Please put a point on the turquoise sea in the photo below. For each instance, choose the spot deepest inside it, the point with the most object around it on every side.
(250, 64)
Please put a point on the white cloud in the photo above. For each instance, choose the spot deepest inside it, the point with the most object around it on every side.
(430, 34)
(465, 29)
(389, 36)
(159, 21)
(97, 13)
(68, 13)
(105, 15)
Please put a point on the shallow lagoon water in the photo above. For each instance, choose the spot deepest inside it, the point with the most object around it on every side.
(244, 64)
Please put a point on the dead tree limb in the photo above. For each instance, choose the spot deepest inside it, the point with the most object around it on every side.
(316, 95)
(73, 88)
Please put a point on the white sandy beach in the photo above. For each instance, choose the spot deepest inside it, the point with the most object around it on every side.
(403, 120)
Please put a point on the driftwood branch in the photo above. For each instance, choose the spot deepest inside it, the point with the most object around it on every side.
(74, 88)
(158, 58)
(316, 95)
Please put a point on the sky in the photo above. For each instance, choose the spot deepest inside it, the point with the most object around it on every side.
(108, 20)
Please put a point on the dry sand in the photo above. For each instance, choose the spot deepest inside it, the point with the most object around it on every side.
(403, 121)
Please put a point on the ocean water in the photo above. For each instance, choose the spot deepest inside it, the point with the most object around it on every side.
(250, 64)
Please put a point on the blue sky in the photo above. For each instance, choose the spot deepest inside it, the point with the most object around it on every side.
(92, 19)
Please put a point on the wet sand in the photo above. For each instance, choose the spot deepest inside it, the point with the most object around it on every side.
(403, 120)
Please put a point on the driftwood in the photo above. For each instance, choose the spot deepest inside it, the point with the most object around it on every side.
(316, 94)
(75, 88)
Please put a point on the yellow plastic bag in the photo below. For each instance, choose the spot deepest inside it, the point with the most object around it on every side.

▶ _Your goal_:
Render each line of the records above as a JSON list of strings, one string per line, with blank lines omitted.

▶ _The solution_:
[
  "Please put a point on the turquoise sea in the photo below. For each instance, choose the spot deepest inside it, the point with the most object around it on every side.",
  "(250, 64)",
  "Please put a point on the white cloud in the photo above. For each instance, choose the spot deepest inside it, the point with the most object around it on every side.",
  "(430, 34)",
  "(465, 29)",
  "(389, 36)",
  "(159, 21)",
  "(97, 13)",
  "(68, 13)",
  "(105, 15)",
  "Please put a point on the shallow lagoon water in the photo above. For each instance, choose the spot deepest inside it, the point with the most object around it on every side.",
  "(244, 64)",
  "Please put a point on the dead tree limb in the photo above. For each instance, choose the spot deepest inside it, the point with the most object around it on every side.",
  "(316, 95)",
  "(73, 88)",
  "Please put a point on the white sandy beach in the photo above. For each instance, choose the spot deepest inside it, the point with the most object around it on every side.",
  "(403, 120)",
  "Please put a point on the driftwood branch in the photo above. For each instance, choose the spot deepest inside it, the point with the most object around it on every side.",
  "(74, 88)",
  "(158, 58)",
  "(316, 95)",
  "Please put a point on the sky in the photo above. For each instance, choose the spot deepest inside it, the point with the most object around it on every side.",
  "(108, 20)",
  "Please put a point on the dry sand in the photo above. For each instance, choose the spot deepest inside it, the point with the most object around it on every side.",
  "(403, 121)",
  "Please put a point on the ocean water in the photo above. For each instance, choose the spot deepest inside it, the point with the most object around it on every side.",
  "(250, 64)",
  "Please put a point on the blue sky in the photo above. For each instance, choose the spot deepest inside it, the point with the most object around it on every side.",
  "(92, 19)",
  "Please put a point on the wet sand in the photo above. For each instance, choose the spot deepest inside it, the point with the most object around it on every side.",
  "(403, 120)",
  "Please put a point on the driftwood in the photo above. For each instance, choose the spot deepest inside it, the point with the most object around it on every side.",
  "(316, 94)",
  "(75, 88)",
  "Please put a point on the yellow plastic bag in the photo below. For each instance, choose the spot deepest inside it, the point with the most object around it on every side."
]